▶ _GIVEN REQUEST 1_: Copy the console discussion below word for word.

-- Start of PROVIDED TEXT --

I think a lot of the feature bloat comes from two sources.

The first is trying to make their consoles into PCs without going the whole hog and doing it properly. Consoles for the ages were single purpose devices, plug in a cartridge or disc, connect it to a TV, power, and a controller and it was a game playing device. Now they have the capability to do practically anything a PC can yet want to put themselves in the middle-ground between 'slot in the disc and play' and letting you have pages of options, signing in to 5 online services and displaying the results with cutting edge technology. I don't think MS, and to a lesser extent Sony, know what they want their consoles to be.

The other is refusing to accept that for the purpose of entertainment electronics they should be done with most of their evolution, yet they keep changing their product in an effort to keep it more interesting than a blender. Some company executive or PR goon yelling that "Our console now supports {buzzword}" gets a great big yawn from me. Get the product description embedded in concrete when you first make it, and keep it near that description over it's lifespan. I buy your product to do a job, and it should do that job well without interfering.

Great article with some good one-would-think common sense points that the industry would pick up on. A quick note though:

Don't a large percentage of the stuff that you bring home for it with pictures of overwrought weaponry, guns, explosions, blood-splatter, or cheesecake;

I need a verb here. I'm super confused.

Are we finally going to get the ability to talk across single-player games in PSN?

I believe that was intended to be included in 3.10 but was bumped to a later version. But be assured, it's coming.

momgamer wrote:

Put save/level designs in games that allow you to get in and out more quickly to avoid the "Just a minute Honey/Mom, I've got to get to a savepoint" discussion (always a sore point);

This, this, and this. A million, billion, gazillion times this. I cannot sufficiently express my loathing for checkpoints and save stations. It's not about the "challenge". It's not about the "design". I am a busy, responsible adult, and soon to be father. My gaming may very well occur in five minute increments for the next five years.

-- End of PROVIDED TEXT --
-- Start of PROVIDED DATA --

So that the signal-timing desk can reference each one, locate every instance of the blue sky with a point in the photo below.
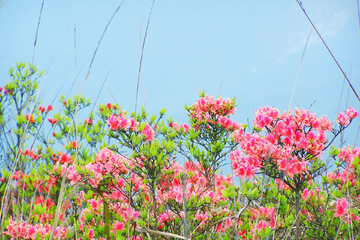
(250, 50)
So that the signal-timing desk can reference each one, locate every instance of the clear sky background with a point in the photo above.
(250, 50)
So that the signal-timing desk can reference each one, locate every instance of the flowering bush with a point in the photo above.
(114, 175)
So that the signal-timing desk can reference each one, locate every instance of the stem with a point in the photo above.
(297, 207)
(106, 218)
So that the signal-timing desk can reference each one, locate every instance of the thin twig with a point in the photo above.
(352, 88)
(142, 54)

-- End of PROVIDED DATA --

▶ _GIVEN REQUEST 2_: Add 45 to every coordinate in the answers, and write out again the part of the records that opens with the line containing "bush with a point in the photo above." and runs through the end of the records, requests included. Give only those lines.

▶ _EXPECTED OUTPUT 1_:
I think a lot of the feature bloat comes from two sources.

The first is trying to make their consoles into PCs without going the whole hog and doing it properly. Consoles for the ages were single purpose devices, plug in a cartridge or disc, connect it to a TV, power, and a controller and it was a game playing device. Now they have the capability to do practically anything a PC can yet want to put themselves in the middle-ground between 'slot in the disc and play' and letting you have pages of options, signing in to 5 online services and displaying the results with cutting edge technology. I don't think MS, and to a lesser extent Sony, know what they want their consoles to be.

The other is refusing to accept that for the purpose of entertainment electronics they should be done with most of their evolution, yet they keep changing their product in an effort to keep it more interesting than a blender. Some company executive or PR goon yelling that "Our console now supports {buzzword}" gets a great big yawn from me. Get the product description embedded in concrete when you first make it, and keep it near that description over it's lifespan. I buy your product to do a job, and it should do that job well without interfering.

Great article with some good one-would-think common sense points that the industry would pick up on. A quick note though:

Don't a large percentage of the stuff that you bring home for it with pictures of overwrought weaponry, guns, explosions, blood-splatter, or cheesecake;

I need a verb here. I'm super confused.

Are we finally going to get the ability to talk across single-player games in PSN?

I believe that was intended to be included in 3.10 but was bumped to a later version. But be assured, it's coming.

momgamer wrote:

Put save/level designs in games that allow you to get in and out more quickly to avoid the "Just a minute Honey/Mom, I've got to get to a savepoint" discussion (always a sore point);

This, this, and this. A million, billion, gazillion times this. I cannot sufficiently express my loathing for checkpoints and save stations. It's not about the "challenge". It's not about the "design". I am a busy, responsible adult, and soon to be father. My gaming may very well occur in five minute increments for the next five years.

▶ _EXPECTED OUTPUT 2_:
So that the signal-timing desk can reference each one, locate every instance of the flowering bush with a point in the photo above.
(159, 220)
So that the signal-timing desk can reference each one, locate every instance of the stem with a point in the photo above.
(342, 252)
(151, 263)
So that the signal-timing desk can reference each one, locate every instance of the thin twig with a point in the photo above.
(397, 133)
(187, 99)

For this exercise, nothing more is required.